**Task description**
Reproduce the data exactly as given, except for any images.

BEGIN Given records

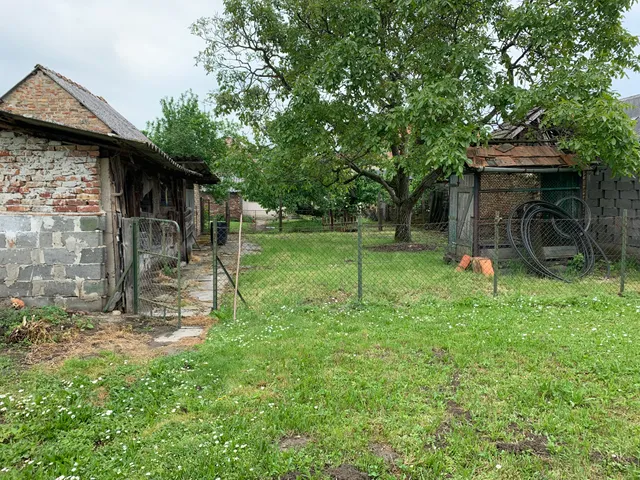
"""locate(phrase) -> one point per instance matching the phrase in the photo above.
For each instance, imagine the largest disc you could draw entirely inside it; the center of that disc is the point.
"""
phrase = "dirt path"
(198, 275)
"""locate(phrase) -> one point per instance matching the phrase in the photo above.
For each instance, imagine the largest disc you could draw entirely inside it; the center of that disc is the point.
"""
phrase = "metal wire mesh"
(158, 250)
(309, 262)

END Given records

**Answer space**
"""locate(phrase) -> one point per instance matching the phrase in the photo above.
For each instance, imagine the largest disc you could draw entirely inside it; the center of that disc is the point.
"""
phrase = "dirt path"
(198, 275)
"""locate(phrase) -> one point per instance matching the phrase in the photo above.
For each instance, imagine the largest disc you could draw entirely inside it; the center of that disc is the point.
"""
phrase = "metal wire mesh"
(158, 250)
(309, 262)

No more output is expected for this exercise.